--- SELECTED EXCERPT ---
Scary Stories to Tell in the Dark Sequel Trapped in Copyright Limbo
Still waiting for a Scary Stories to Tell in the Dark sequel? The director says it’s not a creative snag—the follow-up is mired in a messy rights tangle that’s keeping it from moving forward.
Here we go again: another promising horror sequel trapped in a corporate maze. It’s been over six years since André Øvredal (that’s the bloke behind the camera) and Guillermo del Toro (producer, Gothic fairy tale enthusiast) said they’d have another crack at bringing Scary Stories to Tell in the Dark back to cinemas. That was back before the pandemic—a phrase we’ve all grown tired of—and, well, pretty much everything has gone wrong since.
Quick Refresher: What Was the First Film About?
If your memory’s a bit foggy: Picture 1968, small-town America, and a bunch of teens stumbling upon the haunted mansion of the Bellows family outside Mill Valley. There’s Sarah, a girl with her own grim secrets, who literally writes her trauma into a book of scary stories—which, naturally, don’t stay on the page for long. Cue all sorts of folk-horror weirdness and supernatural chaos.
Main cast included Zoe Colletti, Michael Garza, Gabriel Rush, Austin Abrams, Dean Norris, Gil Bellows, Lorraine Toussaint, Austin Zajur, and Natalie Ganzhorn. It performed well at the box office—about $106 million globally off a $25 million budget. Not too shabby for a film drawn from campfire stories.
The Sequel Is Written… and Completely Stuck
The script for Scary Stories to Tell in the Dark 2 is already done, courtesy of Dan and Kevin Hageman (the same duo from the first film), working from a story idea by del Toro himself. Øvredal has repeatedly said they’re not twiddling their thumbs—the script exists, and he’s keen, but progress has slowed to a crawl. Between the pandemic, actors’ strikes, and other directing gigs, it’s not shocking there were delays. But none of that is the real killer here.
Why the Copyright Headache?
The real issue is pure modern Hollywood: tangled ownership and legal red tape. Here’s the corporate mess that killed the momentum:
- The first film was financed by eOne and CBS Films, with Lionsgate distributing.
- Hasbro swooped in and bought eOne in 2019, then flipped it in 2022.
- CBS Films folded not long after, following some creative 'restructuring' at CBS.
- Result: One company no longer exists, the other’s swapped hands, and now there are at least two different entities who both claim a piece of the pie.
As Øvredal told Slash Film (and here’s a quote worth highlighting):
"The rights spread out to two other companies, and then they have to agree to figure it out between them, and that has taken some time, but there is movement. We do have conversations about it once every couple of months, and there is currently some movement, I’m gathering. But it becomes about legal departments and not about creatives, because we have a story that I love that is just ready to go whenever somebody decides, 'I own the movie, let’s go make it.'"
So, to put it politely: the film’s not getting made unless a cluster of lawyers and studio execs finally agree whose legal toy this actually is. Until then, Scary Stories to Tell in the Dark 2 will just keep gathering dust, script and all.
--- DATA ---
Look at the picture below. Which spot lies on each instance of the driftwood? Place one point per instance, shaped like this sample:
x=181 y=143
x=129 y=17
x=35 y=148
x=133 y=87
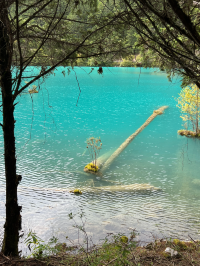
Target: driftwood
x=129 y=139
x=115 y=188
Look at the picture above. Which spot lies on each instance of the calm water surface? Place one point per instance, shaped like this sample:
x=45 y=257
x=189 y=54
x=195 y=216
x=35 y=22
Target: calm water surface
x=51 y=133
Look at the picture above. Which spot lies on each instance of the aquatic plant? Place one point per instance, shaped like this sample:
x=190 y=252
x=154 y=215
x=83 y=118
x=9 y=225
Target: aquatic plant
x=76 y=191
x=94 y=146
x=92 y=167
x=158 y=112
x=189 y=104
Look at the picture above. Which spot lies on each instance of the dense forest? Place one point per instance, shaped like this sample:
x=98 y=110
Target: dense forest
x=52 y=33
---
- _WHAT YOU WILL DO_:
1 - In the article on the Scary Stories sequel, who wrote the script for the second film?
2 - Using the article on the Scary Stories sequel, explain why the finished script has not moved into production.
3 - Copy the part of the article on the Scary Stories sequel that starts at the words "Here we go again: another" and ends after "gone wrong since.".
These lines have nothing to do with the article on the Scary Stories sequel.

- _ACTIVITY ANSWERS_:
1 - Dan and Kevin Hageman wrote it, working from a story idea by Guillermo del Toro.

2 - The rights split after Hasbro bought eOne in 2019 and sold it in 2022, and CBS Films folded. At least two different entities now claim a share, and they must agree among themselves before the film can go forward. That turns the matter into one for legal departments rather than the creative team.

3 -
Here we go again: another promising horror sequel trapped in a corporate maze. It’s been over six years since André Øvredal (that’s the bloke behind the camera) and Guillermo del Toro (producer, Gothic fairy tale enthusiast) said they’d have another crack at bringing Scary Stories to Tell in the Dark back to cinemas. That was back before the pandemic—a phrase we’ve all grown tired of—and, well, pretty much everything has gone wrong since.